Repair of O6-methylguanine is not affected by thymine base pairing and the presence of MMR proteins

Abstract

Methylation at the O6-position of guanine (O6-MeG) by alkylating agents is efficiently removed by O6-methylguanine–DNA methyltransferase (MGMT), preventing from cytotoxic, mutagenic, clastogenic and carcinogenic effects of O6-MeG-inducing agents. If O6-MeG is not removed from DNA prior to replication, thymine will be incorporated instead of cytosine opposite the O6-MeG lesion. This mismatch is recognized and processed by mismatch repair (MMR) proteins which are known to be involved in triggering the cytotoxic and genotoxic response of cells upon methylation. In this work we addressed three open questions. (1) Is MGMT able to repair O6-MeG mispaired with thymine (O6-MeG/T)? (2) Do MMR proteins interfere with the repair of O6-MeG/T by MGMT? (3) Does MGMT show a protective effect if it is expressed after replication of DNA containing O6-MeG? Using an in vitro assay we show that oligonucleotides containing O6-MeG/T mismatches are as efficient as oligonucleotides containing O6-MeG/C in competing for MGMT repair activity, indicating that O6-MeG mispaired with thymine is still subject to repair by MGMT. The addition of MMR proteins from nuclear extracts, or of recombinant MutSα, to the in vitro repair assay did not affect the repair of O6-MeG/T lesions by MGMT. This indicates that the presence of MutSα still allows access of MGMT to O6-MeG/T lesions. To elucidate the protective effect of MGMT in the first and second replication cycle after N-methyl-N′-nitro-N-nitrosoguanidine (MNNG) treatment, MGMT transfected CHO cells were synchronized and MGMT was inactivated by pulse-treatment with O6-benzylguanine (O6-BG). Thereafter, the recovered cells were treated with MNNG and subjected to clonogenic survival assays. Cells which expressed MGMT in the first and second cell cycle were more resistant than cells which expressed MGMT only in the second (post-treatment) cell cycle. Cells which did not express MGMT in both cell cycles were most sensitive. This indicates that repair of O6-MeG can occur both in the first and second cell cycle after alkylation protecting cells from the killing effect of the lesion.

[Records from a collection]
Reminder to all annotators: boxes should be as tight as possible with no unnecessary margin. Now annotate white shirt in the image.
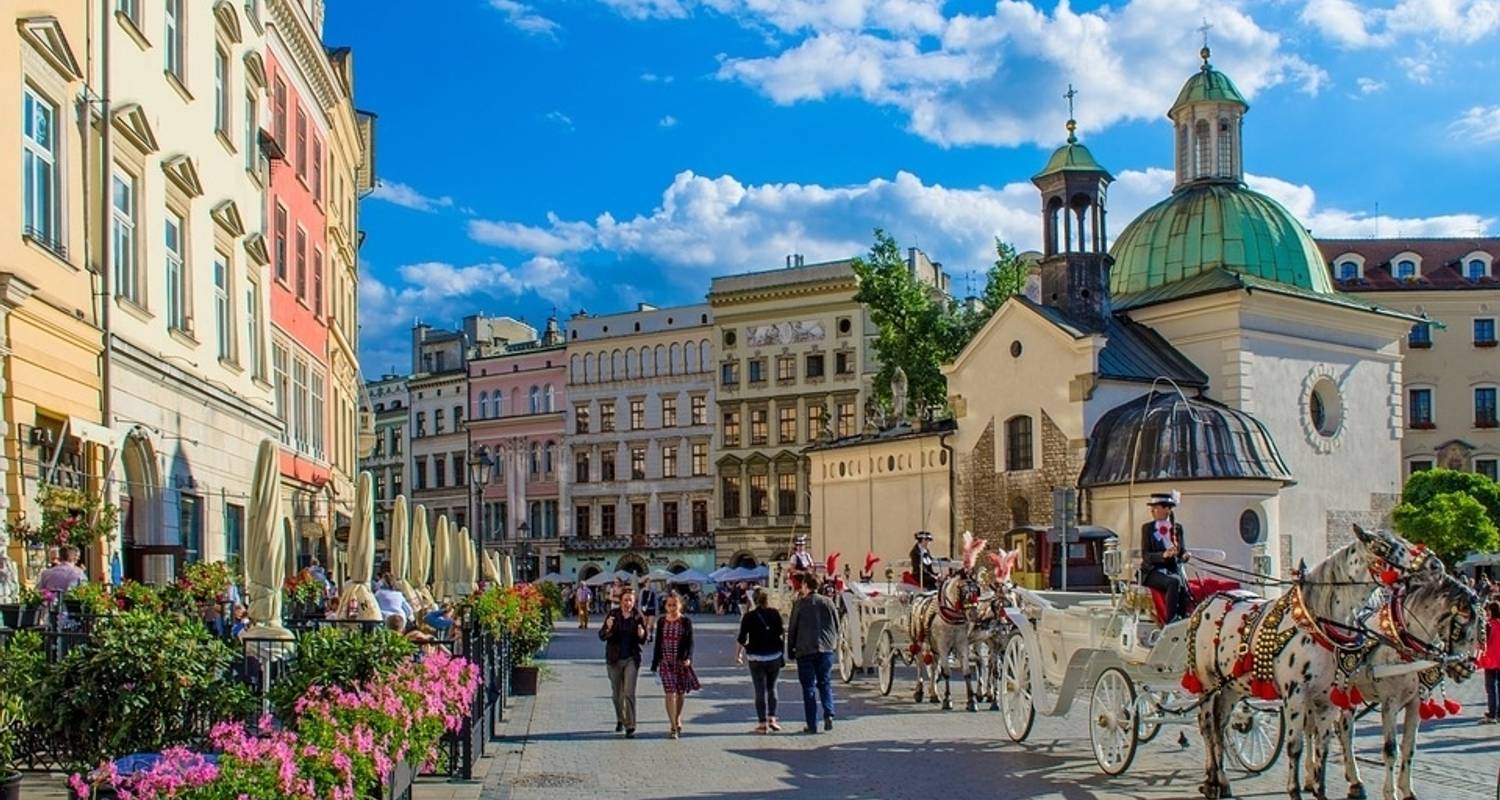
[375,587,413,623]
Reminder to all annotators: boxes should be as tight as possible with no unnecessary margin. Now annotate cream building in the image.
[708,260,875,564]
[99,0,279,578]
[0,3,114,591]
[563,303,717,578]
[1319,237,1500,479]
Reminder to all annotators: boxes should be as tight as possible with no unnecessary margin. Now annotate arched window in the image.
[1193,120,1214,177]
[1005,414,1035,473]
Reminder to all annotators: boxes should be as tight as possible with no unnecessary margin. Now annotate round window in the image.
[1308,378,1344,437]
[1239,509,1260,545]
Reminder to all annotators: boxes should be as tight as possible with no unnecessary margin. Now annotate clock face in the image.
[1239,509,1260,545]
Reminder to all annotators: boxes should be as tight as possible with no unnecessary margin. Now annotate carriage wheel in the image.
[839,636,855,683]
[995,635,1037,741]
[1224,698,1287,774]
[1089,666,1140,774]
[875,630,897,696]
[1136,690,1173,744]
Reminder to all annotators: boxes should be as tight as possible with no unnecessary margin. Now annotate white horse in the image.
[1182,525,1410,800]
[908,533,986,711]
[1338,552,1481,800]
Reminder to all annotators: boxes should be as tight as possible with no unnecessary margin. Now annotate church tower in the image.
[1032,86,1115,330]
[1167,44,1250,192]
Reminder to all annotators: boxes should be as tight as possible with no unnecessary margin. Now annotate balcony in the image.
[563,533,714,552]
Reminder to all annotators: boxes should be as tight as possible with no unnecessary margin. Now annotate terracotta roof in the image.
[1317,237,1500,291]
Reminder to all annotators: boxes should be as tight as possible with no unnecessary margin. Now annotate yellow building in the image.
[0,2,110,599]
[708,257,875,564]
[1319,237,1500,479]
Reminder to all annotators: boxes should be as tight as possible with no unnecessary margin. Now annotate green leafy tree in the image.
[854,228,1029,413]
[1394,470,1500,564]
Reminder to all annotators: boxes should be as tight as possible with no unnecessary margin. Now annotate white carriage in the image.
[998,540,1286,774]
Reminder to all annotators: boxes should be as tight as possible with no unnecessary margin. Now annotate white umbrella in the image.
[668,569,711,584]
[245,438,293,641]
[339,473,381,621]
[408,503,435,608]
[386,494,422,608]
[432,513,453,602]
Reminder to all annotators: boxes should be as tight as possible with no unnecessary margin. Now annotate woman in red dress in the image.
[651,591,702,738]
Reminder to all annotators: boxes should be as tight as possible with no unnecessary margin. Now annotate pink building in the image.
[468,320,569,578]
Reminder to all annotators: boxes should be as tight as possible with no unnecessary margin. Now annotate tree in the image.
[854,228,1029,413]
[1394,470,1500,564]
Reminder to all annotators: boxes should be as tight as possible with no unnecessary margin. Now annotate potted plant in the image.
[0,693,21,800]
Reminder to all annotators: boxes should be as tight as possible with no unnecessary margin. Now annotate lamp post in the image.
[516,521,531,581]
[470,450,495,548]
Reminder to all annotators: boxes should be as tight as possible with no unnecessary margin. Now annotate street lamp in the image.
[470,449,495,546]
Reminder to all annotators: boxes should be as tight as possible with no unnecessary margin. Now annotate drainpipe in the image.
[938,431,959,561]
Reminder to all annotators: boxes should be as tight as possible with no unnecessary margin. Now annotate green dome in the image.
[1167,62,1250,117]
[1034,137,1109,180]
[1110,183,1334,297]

==

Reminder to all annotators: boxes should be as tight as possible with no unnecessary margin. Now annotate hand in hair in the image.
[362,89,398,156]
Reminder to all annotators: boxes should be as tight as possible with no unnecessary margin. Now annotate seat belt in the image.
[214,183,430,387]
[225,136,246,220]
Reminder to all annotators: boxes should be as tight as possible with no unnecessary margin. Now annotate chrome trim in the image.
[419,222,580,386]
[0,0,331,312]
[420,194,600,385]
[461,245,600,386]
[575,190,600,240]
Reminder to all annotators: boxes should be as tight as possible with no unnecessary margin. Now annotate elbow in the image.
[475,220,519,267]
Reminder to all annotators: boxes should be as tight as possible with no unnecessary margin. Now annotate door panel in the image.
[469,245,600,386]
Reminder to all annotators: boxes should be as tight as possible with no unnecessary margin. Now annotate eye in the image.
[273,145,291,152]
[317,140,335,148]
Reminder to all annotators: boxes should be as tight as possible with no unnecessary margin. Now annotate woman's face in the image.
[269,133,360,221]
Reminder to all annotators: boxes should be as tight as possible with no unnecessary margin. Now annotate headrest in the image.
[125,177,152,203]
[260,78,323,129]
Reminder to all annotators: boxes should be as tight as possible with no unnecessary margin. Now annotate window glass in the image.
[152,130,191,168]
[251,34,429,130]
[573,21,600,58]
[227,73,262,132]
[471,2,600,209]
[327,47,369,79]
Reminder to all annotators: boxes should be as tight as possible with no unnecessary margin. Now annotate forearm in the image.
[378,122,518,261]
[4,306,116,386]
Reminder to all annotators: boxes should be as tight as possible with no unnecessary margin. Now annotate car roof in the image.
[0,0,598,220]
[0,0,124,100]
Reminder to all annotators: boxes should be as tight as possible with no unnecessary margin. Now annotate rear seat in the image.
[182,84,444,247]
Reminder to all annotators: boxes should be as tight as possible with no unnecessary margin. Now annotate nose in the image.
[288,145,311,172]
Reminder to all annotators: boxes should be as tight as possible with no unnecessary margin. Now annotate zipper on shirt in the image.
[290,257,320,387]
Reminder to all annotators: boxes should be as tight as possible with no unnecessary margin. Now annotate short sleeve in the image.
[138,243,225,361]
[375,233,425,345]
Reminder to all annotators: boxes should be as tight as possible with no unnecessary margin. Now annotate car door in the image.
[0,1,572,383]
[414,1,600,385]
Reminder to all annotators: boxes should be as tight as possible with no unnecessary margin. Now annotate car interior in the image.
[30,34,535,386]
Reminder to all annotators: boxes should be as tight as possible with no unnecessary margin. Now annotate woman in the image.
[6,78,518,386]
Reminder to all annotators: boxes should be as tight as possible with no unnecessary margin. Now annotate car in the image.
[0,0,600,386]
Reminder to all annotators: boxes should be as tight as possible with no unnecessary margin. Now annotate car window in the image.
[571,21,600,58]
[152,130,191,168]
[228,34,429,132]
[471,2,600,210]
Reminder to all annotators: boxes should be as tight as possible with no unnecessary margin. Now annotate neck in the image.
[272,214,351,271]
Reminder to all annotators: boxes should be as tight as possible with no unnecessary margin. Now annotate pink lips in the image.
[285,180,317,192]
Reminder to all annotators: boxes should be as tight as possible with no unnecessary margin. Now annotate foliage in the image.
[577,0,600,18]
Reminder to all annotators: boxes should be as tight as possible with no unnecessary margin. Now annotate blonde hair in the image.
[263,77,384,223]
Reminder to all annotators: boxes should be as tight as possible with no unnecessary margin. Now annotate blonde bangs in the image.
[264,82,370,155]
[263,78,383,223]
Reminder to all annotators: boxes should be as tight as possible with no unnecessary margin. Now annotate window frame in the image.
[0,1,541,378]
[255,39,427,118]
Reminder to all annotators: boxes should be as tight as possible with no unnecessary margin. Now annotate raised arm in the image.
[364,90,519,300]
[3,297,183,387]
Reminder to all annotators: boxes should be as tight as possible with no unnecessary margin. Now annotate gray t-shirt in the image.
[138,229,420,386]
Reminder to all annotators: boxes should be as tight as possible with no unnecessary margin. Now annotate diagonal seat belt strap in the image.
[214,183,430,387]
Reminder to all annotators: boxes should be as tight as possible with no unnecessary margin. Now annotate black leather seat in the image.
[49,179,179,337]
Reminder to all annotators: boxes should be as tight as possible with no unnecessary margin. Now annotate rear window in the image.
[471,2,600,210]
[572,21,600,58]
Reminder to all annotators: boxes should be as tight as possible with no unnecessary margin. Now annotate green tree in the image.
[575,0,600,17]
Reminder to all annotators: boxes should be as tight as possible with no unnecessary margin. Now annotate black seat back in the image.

...

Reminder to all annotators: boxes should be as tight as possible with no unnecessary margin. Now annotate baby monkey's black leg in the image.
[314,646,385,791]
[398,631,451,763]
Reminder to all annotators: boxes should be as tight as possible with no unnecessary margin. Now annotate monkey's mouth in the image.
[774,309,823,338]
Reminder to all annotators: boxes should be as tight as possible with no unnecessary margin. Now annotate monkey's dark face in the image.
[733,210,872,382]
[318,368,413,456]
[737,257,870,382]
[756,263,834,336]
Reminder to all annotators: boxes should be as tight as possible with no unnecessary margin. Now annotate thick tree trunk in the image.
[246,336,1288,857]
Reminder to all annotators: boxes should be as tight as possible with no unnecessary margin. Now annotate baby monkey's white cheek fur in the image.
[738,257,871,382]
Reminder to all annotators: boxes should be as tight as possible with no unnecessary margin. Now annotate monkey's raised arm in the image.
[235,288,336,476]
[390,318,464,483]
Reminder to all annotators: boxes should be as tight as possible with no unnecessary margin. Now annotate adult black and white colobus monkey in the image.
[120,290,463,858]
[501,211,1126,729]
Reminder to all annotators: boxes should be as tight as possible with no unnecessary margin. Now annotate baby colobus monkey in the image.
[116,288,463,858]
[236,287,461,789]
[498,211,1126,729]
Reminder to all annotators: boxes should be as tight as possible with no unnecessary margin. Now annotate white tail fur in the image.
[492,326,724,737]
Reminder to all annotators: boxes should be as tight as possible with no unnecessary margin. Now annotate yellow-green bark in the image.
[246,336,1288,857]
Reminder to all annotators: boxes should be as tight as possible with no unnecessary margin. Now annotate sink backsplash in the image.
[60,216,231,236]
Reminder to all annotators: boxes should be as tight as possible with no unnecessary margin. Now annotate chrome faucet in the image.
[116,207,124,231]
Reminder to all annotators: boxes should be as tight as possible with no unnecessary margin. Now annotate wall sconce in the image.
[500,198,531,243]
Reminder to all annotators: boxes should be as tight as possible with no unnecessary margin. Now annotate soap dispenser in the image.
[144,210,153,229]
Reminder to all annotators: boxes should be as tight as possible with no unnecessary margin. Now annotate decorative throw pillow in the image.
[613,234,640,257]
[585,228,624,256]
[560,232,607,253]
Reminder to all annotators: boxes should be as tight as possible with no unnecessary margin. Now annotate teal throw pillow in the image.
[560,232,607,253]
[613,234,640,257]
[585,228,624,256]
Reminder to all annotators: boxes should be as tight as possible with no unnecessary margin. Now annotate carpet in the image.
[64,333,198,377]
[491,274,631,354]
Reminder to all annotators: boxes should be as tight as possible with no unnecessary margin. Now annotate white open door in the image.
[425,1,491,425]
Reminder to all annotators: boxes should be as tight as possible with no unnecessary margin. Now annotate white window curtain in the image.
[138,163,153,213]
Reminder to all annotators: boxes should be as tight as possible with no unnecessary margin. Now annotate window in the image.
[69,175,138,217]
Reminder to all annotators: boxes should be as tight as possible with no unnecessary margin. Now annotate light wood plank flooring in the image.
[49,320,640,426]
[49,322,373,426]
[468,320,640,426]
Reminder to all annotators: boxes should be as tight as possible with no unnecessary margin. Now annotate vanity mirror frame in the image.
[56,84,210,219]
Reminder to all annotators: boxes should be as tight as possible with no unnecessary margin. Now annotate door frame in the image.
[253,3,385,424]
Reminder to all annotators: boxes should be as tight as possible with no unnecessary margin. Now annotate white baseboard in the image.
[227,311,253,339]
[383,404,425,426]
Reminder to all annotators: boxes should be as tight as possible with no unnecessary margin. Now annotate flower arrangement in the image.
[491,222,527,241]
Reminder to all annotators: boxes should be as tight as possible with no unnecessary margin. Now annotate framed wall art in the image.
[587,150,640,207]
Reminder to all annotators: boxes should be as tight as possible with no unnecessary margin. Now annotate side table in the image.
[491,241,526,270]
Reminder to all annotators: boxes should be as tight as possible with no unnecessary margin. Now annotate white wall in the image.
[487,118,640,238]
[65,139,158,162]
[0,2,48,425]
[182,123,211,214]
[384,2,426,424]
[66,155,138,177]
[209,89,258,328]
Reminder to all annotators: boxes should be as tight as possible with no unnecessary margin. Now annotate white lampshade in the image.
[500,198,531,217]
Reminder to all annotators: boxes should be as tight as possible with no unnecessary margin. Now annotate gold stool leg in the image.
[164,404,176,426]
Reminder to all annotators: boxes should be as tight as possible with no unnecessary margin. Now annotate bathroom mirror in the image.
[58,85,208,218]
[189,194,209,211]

- **PARTS OF THE EXERCISE**
a. Decide whether each statement agrees with the abstract, answering yes or no and quoting the deciding words. (i) Oligonucleotides with O6-MeG/T mismatches competed for MGMT repair activity less efficiently than those with O6-MeG/C. (ii) Adding recombinant MutSα to the in vitro repair assay did not affect MGMT repair of O6-MeG/T lesions. (iii) Cells that expressed MGMT in neither cell cycle were the most resistant.
b. Please answer these questions from the abstract:
(i) Which base is incorporated opposite O6-MeG if the lesion is not removed before replication?
(ii) What was used in the pulse-treatment that inactivated MGMT?
(iii) Which cells were transfected with MGMT?

- **LIST OF SOLUTIONS**
a.
(i) No: "oligonucleotides containing O6-MeG/T mismatches are as efficient as oligonucleotides containing O6-MeG/C in competing for MGMT repair activity"
(ii) Yes: "The addition of MMR proteins from nuclear extracts, or of recombinant MutSα, to the in vitro repair assay did not affect the repair of O6-MeG/T lesions by MGMT."
(iii) No: "Cells which did not express MGMT in both cell cycles were most sensitive."

b.
(i) Thymine
(ii) O6-benzylguanine (O6-BG)
(iii) CHO cells